Justru, kata dia, yang lebih dibutuhkan adalah dukungan promosi dan dukungan peralatan produksi bagi para pelaku UMKM.
Meskipun bukan pengusaha yang mendapat fasilitas pembebasan pajak, Owner Holicow Afit menjelaskan, bukan berarti kebijakan tersebut sia-sia. Ia bilang, kelompok UMKM dengan omzet Rp500 juta/tahun adalah UMKM yang tengah berada pada fase menantang. Sangat rawan gagal usahanya. Jadi menurutnya kebijakan ini akan sangat membantu.
“UMKM di level ini umumnya sudah masuk kelompok usaha PKP. Di sisi lain mereka butuh modal lebih besar agar usahanya tetap sustain. Pembebasan pajak ini bisa membantu mereka bertahan apalagi di kondisi saat ini yang penuh tekanan di tengah pandemi,” kata dia kepada reporter Tirto.
Menurut Afit, dengan diberikannya pembebasan pajak bagi para pengusaha yang berpendapatan dibawah Rp500 juta/tahun akan memberikan penguatan daya tahan keuangan perusahaan selama beroperasi di masa pandemi.
“Jadi memang akan sangat meringankan dari pengusaha itu sendiri untuk bisa lebih berkembang lagi, jadi dia bisa menggunakan alokasi pajak itu jadi cash reserve untuk cash flow mereka atau untuk pengembangan usaha nanti. Jadi untuk menuju supaya mereka jadi skala lebih besar lagi,” kata dia.
Mendorong UMKM Masuk Sistem Pajak
Pengamat perpajakan dari Danny Darussalam Tax Center (DDTC) Bawono Kristiaji menilai kebijakan ini memang utamanya adalah untuk menstimulus pelaku UMKM yang selama ini belum masuk sistem pajak, agar masuk ke dalam sistem perpajakan tanpa harus khawatir keuangan mereka terbebani. Dengan masuk ke dalam sistem perpajakan, harapannya pelaku UMKM bisa lebih tertib dalam proses administrasi dan pembukuan usaha.
“Harapannya, UMKM tidak lagi mengalami kendala untuk melaksanakan kewajiban perpajakan. Sebagai info, skema presumptive tax ini memang menyasar kepada apa yang kerap disebut hard to tax sectors, salah satunya ialah sektor informal. Terkait dengan adanya keringanan pembebasan PPh final di bawah Rp500 juta, ini seharusnya juga kian mendorong sektor informal UMKM untuk masuk dalam sistem pajak,” kata dia.

+++++

◆ **Ketentuan Tugas 1**:
Dalam bacaan tentang pembebasan pajak UMKM, sektor apa yang disebut Bawono Kristiaji sebagai salah satu hard to tax sectors?
◆ **Ketentuan Tugas 2**:
Lanjutkan bacaan tentang pembebasan pajak UMKM mulai setelah kalimat terakhirnya.

+++++

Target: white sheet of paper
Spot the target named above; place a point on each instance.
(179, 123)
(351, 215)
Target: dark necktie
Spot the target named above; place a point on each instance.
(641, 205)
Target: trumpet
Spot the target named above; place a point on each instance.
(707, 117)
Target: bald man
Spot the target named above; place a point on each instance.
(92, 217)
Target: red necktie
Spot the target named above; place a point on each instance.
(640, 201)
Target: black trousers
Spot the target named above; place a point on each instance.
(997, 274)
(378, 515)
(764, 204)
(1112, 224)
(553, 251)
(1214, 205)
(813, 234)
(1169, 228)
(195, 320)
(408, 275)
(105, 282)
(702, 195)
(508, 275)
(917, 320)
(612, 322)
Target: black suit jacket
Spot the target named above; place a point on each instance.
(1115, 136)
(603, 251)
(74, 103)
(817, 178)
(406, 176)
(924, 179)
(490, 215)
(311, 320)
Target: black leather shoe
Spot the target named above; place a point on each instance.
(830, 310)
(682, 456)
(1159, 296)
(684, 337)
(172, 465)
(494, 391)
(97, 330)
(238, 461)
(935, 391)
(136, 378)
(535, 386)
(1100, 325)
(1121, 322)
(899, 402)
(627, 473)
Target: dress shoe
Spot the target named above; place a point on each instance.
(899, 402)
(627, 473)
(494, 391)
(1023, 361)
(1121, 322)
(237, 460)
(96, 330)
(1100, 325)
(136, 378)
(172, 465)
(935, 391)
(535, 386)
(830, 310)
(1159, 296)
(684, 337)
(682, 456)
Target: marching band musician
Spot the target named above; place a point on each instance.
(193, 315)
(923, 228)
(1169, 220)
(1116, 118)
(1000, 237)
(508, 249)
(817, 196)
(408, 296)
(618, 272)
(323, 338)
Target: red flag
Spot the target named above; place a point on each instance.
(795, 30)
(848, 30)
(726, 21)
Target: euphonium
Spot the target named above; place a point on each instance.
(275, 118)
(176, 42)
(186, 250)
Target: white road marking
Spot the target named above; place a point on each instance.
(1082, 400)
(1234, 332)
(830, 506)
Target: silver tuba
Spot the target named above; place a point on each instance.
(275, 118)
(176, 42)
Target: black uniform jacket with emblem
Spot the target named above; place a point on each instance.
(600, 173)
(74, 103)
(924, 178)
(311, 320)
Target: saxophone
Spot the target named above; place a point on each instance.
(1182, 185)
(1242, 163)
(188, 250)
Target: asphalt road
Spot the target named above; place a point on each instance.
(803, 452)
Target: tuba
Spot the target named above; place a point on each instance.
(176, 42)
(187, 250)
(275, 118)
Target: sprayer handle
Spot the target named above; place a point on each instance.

+++++

◆ **Jawaban Latihan 1**:
Sektor informal.

◆ **Jawaban Latihan 2**:
Namun di balik stimulus yang diberikan kepada para pengusaha untuk memperkuat daya tahan keuangan, ada risiko yang akan dihadapi. Kepala Centre of Macroeconomics and Finance (MACFIN) INDEF M Rizal Taufikurahman berkata, selain dampak penurunan penerimaan pajak ada risiko yang lebih fatal dari kebijakan pelonggaran pajak ini, yaitu turunnya performa usaha dari jalannya bisnis selama masa pandemi.
“Kemudian di sisi lain, dari sisi perusahaan UKM yang akan diberikan kebebasan pajak ini, ya senang-senang saja. Tapi permasalahannya itu malah membuat mereka dalam kondisi pandemi ini menjadi peluang mereka menjadi turun produktifitasnya,” kata dia kepada reporter Tirto, Jumat (15/10/2021).
Rizal menjelaskan, pajak seharusnya menjadi indikator agar perusahaan berinovasi meningkatkan kualitas. Namun, jika kemudian pengusaha dibebaskan kewajiban atas pembayaran pajak, maka dikhawatirkan pengusaha akan menjadi tidak produktif.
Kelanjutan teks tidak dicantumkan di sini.